_RECORDS TO USE:_
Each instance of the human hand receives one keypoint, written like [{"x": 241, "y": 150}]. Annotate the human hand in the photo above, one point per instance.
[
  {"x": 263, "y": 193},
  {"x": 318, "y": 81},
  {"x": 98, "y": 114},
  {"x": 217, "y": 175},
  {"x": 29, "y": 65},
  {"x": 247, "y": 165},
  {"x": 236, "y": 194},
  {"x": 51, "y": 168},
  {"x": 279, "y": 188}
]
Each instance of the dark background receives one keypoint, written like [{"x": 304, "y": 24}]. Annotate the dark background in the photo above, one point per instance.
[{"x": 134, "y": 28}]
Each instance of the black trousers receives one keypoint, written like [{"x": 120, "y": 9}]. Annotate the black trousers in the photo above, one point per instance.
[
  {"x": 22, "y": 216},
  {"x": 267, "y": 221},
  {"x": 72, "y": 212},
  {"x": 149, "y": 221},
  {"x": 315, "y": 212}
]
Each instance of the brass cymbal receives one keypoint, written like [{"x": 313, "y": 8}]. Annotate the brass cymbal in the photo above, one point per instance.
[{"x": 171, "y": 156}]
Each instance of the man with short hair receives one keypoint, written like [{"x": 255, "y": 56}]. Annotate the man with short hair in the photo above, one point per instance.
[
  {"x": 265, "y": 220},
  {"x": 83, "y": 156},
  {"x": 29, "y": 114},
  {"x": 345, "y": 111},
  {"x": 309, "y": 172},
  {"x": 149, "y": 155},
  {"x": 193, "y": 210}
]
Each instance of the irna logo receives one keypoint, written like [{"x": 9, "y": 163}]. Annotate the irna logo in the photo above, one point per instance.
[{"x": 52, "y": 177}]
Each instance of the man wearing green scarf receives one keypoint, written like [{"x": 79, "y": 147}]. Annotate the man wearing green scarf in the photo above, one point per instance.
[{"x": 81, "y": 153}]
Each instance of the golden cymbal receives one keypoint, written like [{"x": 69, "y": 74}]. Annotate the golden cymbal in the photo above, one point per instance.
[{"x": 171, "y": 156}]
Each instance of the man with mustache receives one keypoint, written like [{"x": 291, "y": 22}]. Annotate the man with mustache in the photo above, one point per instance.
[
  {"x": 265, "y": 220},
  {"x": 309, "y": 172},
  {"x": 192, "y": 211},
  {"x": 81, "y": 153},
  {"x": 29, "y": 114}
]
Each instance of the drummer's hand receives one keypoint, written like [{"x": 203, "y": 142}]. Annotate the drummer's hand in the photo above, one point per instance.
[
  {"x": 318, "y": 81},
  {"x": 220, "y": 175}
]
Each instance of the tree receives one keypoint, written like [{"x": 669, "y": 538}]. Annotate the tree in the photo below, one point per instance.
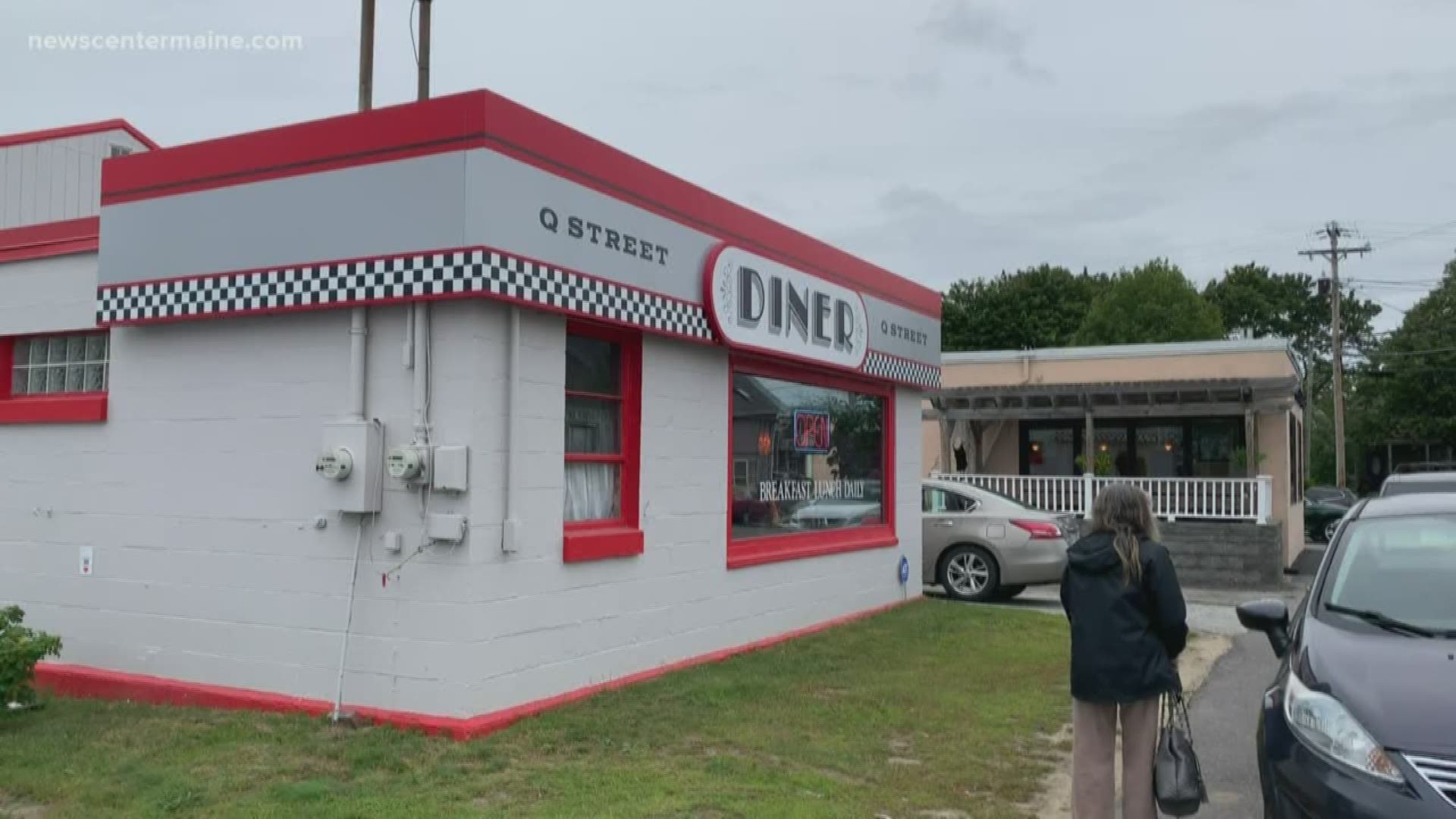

_ACTIVITY:_ Leave every image out when you return the material above word for word.

_EXPECTED ANSWER:_
Each instance of the human hand receives one keypoint, written like [{"x": 241, "y": 150}]. Annotate the human hand in the photo above, one point per instance.
[
  {"x": 263, "y": 193},
  {"x": 318, "y": 81},
  {"x": 98, "y": 114},
  {"x": 217, "y": 175},
  {"x": 29, "y": 65},
  {"x": 247, "y": 165},
  {"x": 236, "y": 194},
  {"x": 51, "y": 168},
  {"x": 279, "y": 188}
]
Each instance of the dark background receives one keypoint, written like [{"x": 304, "y": 24}]. Annotate the dark background in the photo above, one point per instance.
[{"x": 134, "y": 28}]
Each instance of the black trousers receives one keypoint, written like [{"x": 120, "y": 9}]. Annotate the black trousers in the photo above, one point per instance.
[
  {"x": 22, "y": 216},
  {"x": 267, "y": 221},
  {"x": 72, "y": 212},
  {"x": 149, "y": 221},
  {"x": 315, "y": 212}
]
Each instance of the brass cymbal receives one keypoint, written like [{"x": 313, "y": 8}]. Annotate the brass cymbal in the photo above, one point per instance.
[{"x": 171, "y": 156}]
Each instance of the man with short hair receives one keypoint, written like [{"x": 255, "y": 56}]. Annotate the man with short hair in the photo above, one point per instance.
[
  {"x": 265, "y": 220},
  {"x": 83, "y": 156},
  {"x": 29, "y": 114},
  {"x": 345, "y": 111},
  {"x": 309, "y": 172},
  {"x": 149, "y": 155},
  {"x": 193, "y": 210}
]
Each instance of the irna logo receives one keypoint, written like [{"x": 9, "y": 163}]. Annotate the irna logo in the photo above, one point per instance.
[{"x": 52, "y": 177}]
Each instance of the man wearing green scarf receives one keypoint, written like [{"x": 79, "y": 147}]. Annotate the man wearing green scarf in the photo above, one point per instance.
[{"x": 81, "y": 153}]
Each instance of the golden cymbal receives one keypoint, written like [{"x": 69, "y": 74}]. Annotate the golden cymbal in the photo above, one point per instance.
[{"x": 171, "y": 156}]
Each instance of the man with mustache receives one keypoint, written like [{"x": 291, "y": 22}]. Annotate the man with mustache in the photo above, one point per instance.
[
  {"x": 265, "y": 220},
  {"x": 309, "y": 172},
  {"x": 192, "y": 211},
  {"x": 81, "y": 153},
  {"x": 29, "y": 114}
]
Each instance of the drummer's hand receives one keypoint, written like [{"x": 203, "y": 142}]. Annotate the drummer's hand in the photo above, one point per instance.
[
  {"x": 318, "y": 81},
  {"x": 220, "y": 175}
]
Each instance of the tree receives one keypoint, written like [{"x": 669, "y": 538}]. Annotate the tree in the photo below, one point per instance.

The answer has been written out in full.